Texto selecionado —
☆ ☆ ☆
A indústria do calçado alcançou “um acordo histórico”, com patrões e sindicatos a assinarem um contrato colectivo de trabalho que prevê, pela primeira vez, igualdade salarial para os trabalhadores que desempenham funções do mesmo nível de classificação profissional, independentemente do género. Ao VER, o coordenador da Federação dos Sindicatos responsável por este sector explica como a partir de “negociações muito duras” se alcançou este passo que “é da mais elementar justiça”, sublinhando que “só pela pressão da FESETE” foi possível dar o salto contra a discriminação remuneratória das mulheres
POR GABRIELA COSTA

Numa altura em que o Governo prepara um diploma que irá criar penalizações para empresas que paguem menos a mulheres que a homens (ver Caixa) o acordo assinado a 18 de Abril pela Associação Portuguesa dos Industriais de Calçado, Componentes, Artigos de Pele e seus Sucedâneos (APICCAPS) e pela Federação dos Sindicatos dos Trabalhadores Têxteis, Lanifícios, Vestuário, Calçado e Peles de Portugal (FESETE) prevê um aumento salarial médio de 3,45%, garantindo remunerações iguais para homens e mulheres com as mesmas funções.

O novo contrato colectivo de trabalho (CCT) foi oficializado publicamente na sede da associação patronal do sector, no Porto, na presença do ministro do Trabalho, Solidariedade e Segurança Social. Na cerimónia de apresentação do acordo que irá abranger 38500 trabalhadores – 60% dos quais são mulheres -, em 1350 empresas, Vieira da Silva destacou o facto de esta consagração da igualdade de género num CCT ser inédita em Portugal, classificando por isso a fileira do calçado como “um farol de inovação”.

Enaltecendo o carácter pioneiro do acordo de regulação laboral desta indústria, o ministro sublinhou, na ocasião, que não se trata de “mais um contrato, mas de um contrato que introduz um factor inovador, pois proíbe a discriminação de género”. E adiantou que o governo “está a trabalhar no sentido de, na concertação social, criar instrumentos de estímulo e de redução desta diferencial salarial, que será de 16% a 18%, e que terá aumentado depois da crise.”

Para a Associação dos Industriais do Calçado, trata-se de um “acordo histórico” que valoriza aquilo que deve ser a regra: distinguir os trabalhadores em função da sua qualidade profissional e do seu desempenho no trabalho, e nunca do sexo. Razão pela qual há mulheres que já ganham mais do que os colegas do sexo masculino, garantem alguns empresários.
☆ ☆ ☆
Pedido escrito A —
Como fica em inglês esta frase do texto sobre o acordo do calçado: «Para a Associação dos Industriais do Calçado, trata-se de um “acordo histórico” que valoriza aquilo que deve ser a regra: distinguir os trabalhadores em função da sua qualidade profissional e do seu desempenho no trabalho, e nunca do sexo.»?
Pedido escrito B —
Dê a continuação do texto sobre o acordo do calçado, a partir da última frase apresentada.
O material não tem qualquer relação com o texto sobre o acordo do calçado.

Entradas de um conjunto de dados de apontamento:
☆ ☆ ☆
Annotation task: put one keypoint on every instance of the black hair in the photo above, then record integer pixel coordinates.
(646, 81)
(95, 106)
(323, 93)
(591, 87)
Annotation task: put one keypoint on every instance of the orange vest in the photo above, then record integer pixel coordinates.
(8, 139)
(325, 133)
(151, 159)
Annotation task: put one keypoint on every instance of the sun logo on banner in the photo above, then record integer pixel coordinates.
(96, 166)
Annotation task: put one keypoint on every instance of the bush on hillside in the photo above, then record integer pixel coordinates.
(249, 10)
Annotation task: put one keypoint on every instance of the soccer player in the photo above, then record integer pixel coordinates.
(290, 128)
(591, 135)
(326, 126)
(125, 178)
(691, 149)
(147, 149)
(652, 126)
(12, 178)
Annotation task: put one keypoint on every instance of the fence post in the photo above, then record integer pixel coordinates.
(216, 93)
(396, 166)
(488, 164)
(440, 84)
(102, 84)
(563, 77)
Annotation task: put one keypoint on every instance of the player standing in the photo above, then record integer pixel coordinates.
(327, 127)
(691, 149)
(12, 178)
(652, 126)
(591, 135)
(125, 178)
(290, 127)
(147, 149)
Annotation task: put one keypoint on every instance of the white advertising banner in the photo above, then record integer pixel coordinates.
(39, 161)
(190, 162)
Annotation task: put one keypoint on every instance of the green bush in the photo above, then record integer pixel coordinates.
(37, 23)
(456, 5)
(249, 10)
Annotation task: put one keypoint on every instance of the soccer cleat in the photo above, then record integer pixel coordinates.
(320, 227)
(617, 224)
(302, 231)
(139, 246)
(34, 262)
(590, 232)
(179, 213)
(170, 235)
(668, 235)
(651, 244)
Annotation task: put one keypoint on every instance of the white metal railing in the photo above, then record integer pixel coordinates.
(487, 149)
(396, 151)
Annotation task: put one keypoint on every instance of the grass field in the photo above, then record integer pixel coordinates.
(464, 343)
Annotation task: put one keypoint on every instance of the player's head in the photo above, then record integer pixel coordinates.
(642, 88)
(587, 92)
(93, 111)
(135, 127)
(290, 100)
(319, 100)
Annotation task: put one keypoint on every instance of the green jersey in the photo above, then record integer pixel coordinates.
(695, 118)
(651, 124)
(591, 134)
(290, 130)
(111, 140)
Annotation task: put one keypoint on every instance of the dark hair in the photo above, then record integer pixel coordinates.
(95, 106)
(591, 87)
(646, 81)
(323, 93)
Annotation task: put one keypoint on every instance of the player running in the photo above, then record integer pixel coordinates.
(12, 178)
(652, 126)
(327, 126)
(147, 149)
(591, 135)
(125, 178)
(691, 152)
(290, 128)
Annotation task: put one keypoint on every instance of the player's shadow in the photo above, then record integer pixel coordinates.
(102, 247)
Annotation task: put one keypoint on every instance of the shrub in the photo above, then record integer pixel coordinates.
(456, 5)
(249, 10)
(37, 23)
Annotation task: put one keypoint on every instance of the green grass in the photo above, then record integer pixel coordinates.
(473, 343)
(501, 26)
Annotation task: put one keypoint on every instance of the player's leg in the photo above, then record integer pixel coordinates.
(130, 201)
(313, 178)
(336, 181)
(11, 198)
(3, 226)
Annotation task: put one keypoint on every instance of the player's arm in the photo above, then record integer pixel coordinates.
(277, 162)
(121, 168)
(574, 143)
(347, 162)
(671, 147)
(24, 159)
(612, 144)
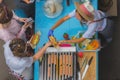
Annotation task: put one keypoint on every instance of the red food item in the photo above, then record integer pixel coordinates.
(80, 54)
(66, 36)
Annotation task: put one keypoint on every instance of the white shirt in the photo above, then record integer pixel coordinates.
(95, 26)
(16, 64)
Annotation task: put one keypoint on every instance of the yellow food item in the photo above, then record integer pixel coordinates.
(53, 41)
(34, 40)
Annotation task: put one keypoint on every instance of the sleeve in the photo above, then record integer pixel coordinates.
(22, 31)
(90, 31)
(72, 14)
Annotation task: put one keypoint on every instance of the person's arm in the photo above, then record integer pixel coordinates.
(41, 52)
(73, 40)
(59, 22)
(23, 29)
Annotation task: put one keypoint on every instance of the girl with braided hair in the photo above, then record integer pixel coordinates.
(18, 58)
(10, 26)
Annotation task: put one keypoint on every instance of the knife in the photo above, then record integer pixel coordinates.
(87, 66)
☆ ☆ ☆
Resposta escrita A —
For the Footwear Industry Association, this is a "historic agreement" that values what should be the rule: distinguishing workers according to their professional quality and their performance at work, and never according to their sex.

Resposta escrita B —
Para a frente sindical, o resultado das negociações que foram mantidas ao longo de dois duros anos com os patrões do sector é um sinal de que “as coisas estão a melhorar”, embora o mesmo não impeça que “continuem a haver diferenças” a nível remuneratório nas condições de trabalho entre homens e mulheres.

Segundo as novas tabelas salariais alcançadas em sede de contratação colectiva, para um aumento médio de 3,45%, a igualdade do género é contemplada com um acréscimo de 5,3%, enquanto os quadros médios e superiores não beneficiam de qualquer aumento de rendimento.


Fim da discriminação já em Abril

Considerando “muito relevante” a erradicação do fenómeno da discriminação de género “das relações de emprego”, nomeadamente “nas normas plasmadas nos contratos colectivos de trabalho, pondo fim a um flagelo que afectou as mulheres trabalhadoras durante décadas”, Manuel Freitas, coordenador da Direcção Nacional da FESETE, defende que “é da mais elementar justiça que mulheres e homens com actividades e funções análogas tenham direito a igual salário”.

Em declarações ao VER, o responsável explica que a ideia e oportunidade de defender a questão da igualdade de género neste acordo com os industriais do calçado surgiu naturalmente, já que “é uma das actividades dos sindicatos reivindicar e negociar normas salariais iguais para mulheres e homens”. Para sustentar esta reivindicação, a FESETE realizou, entre 2010 e 2012, um estudo do qual resultou a construção de um sistema de avaliação de funções e remunerações às profissões da produção do calçado. E, com base nas conclusões desse estudo, deu início às negociações sectoriais em 2015, as quais apenas terminaram em 2017.

Como sublinhou à imprensa, na sequência da apresentação deste acordo, Fernanda Moreira, presidente do Sindicato Nacional dos Profissionais da Indústria e Comércio de Calçado, Malas e Afins, ligado à FESETE, “a partir de agora, na costura, nos acabamentos, no corte ou na montagem, os salários base passam a ser os mesmos”.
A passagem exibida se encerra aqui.